110 years ago, 100 people fell from a balcony at Mt. Meron; 11 were killed
Disaster in 1911 underlines the perennial safety concerns, and failures, at the holy site where 45 ultra-Orthodox pilgrims were fatally crushed on Thursday night
The deadly crush in which 45 ultra-Orthodox pilgrims were crushed to death at Mount Meron on Thursday night was not the first safety-related disaster to occur there during Lag B’Omer celebrations. Exactly 110 years ago, 11 people were killed, and more than 40 were wounded, when a balcony railing collapsed at the holy site.
On May 15, 1911, Lag B’Omer night, at the gravesite of the second-century sage Rabbi Shimon Bar Yochai, at least 100 people fell some seven meters from a balcony after the railing surrounding it collapsed.
Bar Yochai is reputed to have died on Lag B’Omer. The date, poignant in the era of COVID-19, also commemorates the end of another plague some 2,000 years ago, which saw the deaths of 24,000 followers of Rabbi Akiva.
Back in 1911, almost four decades before the establishment of the State of Israel, there were no emergency medical forces present. The event was being secured by the Ottoman Safed police unit, the Walla news site noted in a report Saturday on past disasters and alerts at the northern Galilee site, which has become the second most-visited holy place in Israel after the Western Wall.
The railing on the balcony, along with part of the roof in an area where a large number of worshippers were present, broke apart, sending dozens plunging downward. Nine died in the immediate aftermath, and two more died the next day in the Rothschild Hospital in Safed, now known as the Bnai Zion Medical Center.

Stored records
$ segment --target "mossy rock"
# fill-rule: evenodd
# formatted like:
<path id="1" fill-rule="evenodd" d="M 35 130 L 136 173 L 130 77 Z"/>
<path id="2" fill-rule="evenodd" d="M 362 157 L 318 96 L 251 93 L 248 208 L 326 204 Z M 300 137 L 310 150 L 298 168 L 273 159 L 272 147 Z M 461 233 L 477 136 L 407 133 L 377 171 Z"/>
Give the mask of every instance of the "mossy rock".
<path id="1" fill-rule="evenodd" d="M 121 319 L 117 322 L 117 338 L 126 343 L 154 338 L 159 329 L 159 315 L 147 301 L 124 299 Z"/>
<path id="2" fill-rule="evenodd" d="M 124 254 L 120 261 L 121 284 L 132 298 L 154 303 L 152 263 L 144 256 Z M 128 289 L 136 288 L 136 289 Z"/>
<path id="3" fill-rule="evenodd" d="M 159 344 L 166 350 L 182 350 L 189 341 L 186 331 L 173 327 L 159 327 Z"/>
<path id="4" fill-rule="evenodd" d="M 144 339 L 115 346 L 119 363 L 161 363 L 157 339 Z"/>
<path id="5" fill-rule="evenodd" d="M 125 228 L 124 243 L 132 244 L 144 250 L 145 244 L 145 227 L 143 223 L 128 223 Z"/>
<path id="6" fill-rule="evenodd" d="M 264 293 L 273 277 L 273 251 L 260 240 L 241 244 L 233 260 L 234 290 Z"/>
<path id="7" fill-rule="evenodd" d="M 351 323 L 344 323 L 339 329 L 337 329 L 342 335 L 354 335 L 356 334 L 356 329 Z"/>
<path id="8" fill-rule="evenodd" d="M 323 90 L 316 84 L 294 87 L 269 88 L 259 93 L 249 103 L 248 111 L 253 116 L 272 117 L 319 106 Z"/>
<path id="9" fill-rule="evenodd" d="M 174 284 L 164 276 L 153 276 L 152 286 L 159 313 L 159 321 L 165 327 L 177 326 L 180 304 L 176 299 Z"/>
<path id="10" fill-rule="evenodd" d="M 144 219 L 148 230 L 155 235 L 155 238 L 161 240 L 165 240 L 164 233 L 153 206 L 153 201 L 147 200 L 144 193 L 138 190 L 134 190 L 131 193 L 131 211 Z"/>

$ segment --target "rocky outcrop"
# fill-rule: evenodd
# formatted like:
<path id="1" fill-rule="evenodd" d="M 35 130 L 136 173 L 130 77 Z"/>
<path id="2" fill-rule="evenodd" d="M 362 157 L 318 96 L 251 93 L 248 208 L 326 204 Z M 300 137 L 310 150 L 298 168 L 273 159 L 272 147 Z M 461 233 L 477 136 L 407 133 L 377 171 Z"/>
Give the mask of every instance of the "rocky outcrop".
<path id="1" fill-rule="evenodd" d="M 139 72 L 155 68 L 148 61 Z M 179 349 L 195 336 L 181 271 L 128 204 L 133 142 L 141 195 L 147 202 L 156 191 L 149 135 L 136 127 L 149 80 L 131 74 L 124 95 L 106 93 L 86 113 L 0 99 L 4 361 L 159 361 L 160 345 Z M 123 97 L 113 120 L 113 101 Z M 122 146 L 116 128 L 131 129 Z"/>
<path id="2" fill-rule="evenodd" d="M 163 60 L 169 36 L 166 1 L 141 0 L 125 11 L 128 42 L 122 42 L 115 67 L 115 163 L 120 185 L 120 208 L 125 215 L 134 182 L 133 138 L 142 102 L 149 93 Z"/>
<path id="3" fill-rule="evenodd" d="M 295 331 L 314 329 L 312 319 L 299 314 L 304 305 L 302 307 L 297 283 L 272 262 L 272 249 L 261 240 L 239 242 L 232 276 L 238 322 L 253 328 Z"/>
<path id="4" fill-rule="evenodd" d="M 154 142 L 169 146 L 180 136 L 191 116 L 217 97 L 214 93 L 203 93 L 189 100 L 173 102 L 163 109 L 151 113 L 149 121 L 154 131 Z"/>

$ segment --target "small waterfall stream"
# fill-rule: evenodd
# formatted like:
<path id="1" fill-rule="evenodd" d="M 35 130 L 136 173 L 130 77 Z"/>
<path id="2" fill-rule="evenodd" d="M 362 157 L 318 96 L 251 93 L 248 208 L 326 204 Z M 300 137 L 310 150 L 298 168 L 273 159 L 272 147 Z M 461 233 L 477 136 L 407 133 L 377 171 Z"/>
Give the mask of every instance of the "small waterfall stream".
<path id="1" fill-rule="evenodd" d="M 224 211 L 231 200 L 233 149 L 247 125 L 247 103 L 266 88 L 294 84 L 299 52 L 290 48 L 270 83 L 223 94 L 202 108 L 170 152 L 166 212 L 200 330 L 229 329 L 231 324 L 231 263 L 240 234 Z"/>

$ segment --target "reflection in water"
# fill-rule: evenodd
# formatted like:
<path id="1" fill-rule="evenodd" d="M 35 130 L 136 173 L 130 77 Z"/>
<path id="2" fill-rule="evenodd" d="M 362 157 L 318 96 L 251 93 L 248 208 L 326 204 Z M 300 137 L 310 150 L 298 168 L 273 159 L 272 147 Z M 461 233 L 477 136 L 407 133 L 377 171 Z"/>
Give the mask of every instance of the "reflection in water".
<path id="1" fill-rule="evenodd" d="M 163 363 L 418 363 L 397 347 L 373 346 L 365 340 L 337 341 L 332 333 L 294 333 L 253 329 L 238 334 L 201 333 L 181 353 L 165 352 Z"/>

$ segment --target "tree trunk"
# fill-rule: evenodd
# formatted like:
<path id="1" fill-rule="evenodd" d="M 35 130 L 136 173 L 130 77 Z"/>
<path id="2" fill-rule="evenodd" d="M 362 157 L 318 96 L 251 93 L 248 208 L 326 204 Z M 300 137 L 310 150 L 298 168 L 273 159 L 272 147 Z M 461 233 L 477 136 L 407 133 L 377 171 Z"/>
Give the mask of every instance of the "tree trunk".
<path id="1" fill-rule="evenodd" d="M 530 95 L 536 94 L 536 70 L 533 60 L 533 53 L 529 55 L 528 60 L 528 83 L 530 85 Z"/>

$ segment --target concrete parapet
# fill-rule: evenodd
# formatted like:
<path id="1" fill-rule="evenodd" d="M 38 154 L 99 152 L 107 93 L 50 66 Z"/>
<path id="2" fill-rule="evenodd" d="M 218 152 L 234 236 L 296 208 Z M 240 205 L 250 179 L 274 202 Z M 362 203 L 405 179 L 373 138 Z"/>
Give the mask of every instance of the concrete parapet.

### [PROBLEM DETAILS]
Pick up the article on the 1911 balcony collapse at Mount Meron after its last sentence and write the next part. The items stored above have no connection to the text about the 1911 Mount Meron disaster.

### [ANSWER TO THE PROBLEM]
Fears of further disaster at the annual celebrations were frequently raised over subsequent decades, along with numerous reports that underlined the sense of relief when tragedy didn’t strike.
A 1959 article on that year’s festivities in the “Al HaMishmar” paper opened with the words: “Lag B’Omer passed without disasters. Meron was crowded with tens of thousands in a small area — and no disaster happened.”
This year’s tragedy began at around 1 a.m. on Friday morning, when huge crowds of ultra-Orthodox pilgrims were making their way along a narrow, sloping walkway with a slippery metal flooring that ended in flights of stairs. People began to slip and fall, others fell upon them, and a calamitous crush ensued.
Forty-five people were crushed to death and more than 150 people hurt.
The state comptroller had warned on at least two occasions that the site was dangerously ill-equipped for the hundreds of thousands who regularly attend Lag B’Omer celebrations there, while an internal police report in 2016 said that the chaos in the site’s management could lead to disaster.
The various reports revealed that the site should not have been permitted to hold more than about 15,000 people. Officials have estimated the crowds on Thursday evening at over 100,000, a number that was significantly lower than in many previous years.
The Health Ministry had reached an agreement with other ministries and agencies to limit this year’s event to 9,000 people, but the framework was never implemented — a failure that the ministry’s Dr. Sharon Alroy-Preis protested, in a TV interview the day before the disaster, was “shameful.”
According to the Calcalist website Saturday, an outline plan for the management of the site, which was intended to enable the safe hosting of visitors, was approved in 2018, but was never advanced due to delays over the incorporation of a nearby nature reserve into the jurisdiction of the site.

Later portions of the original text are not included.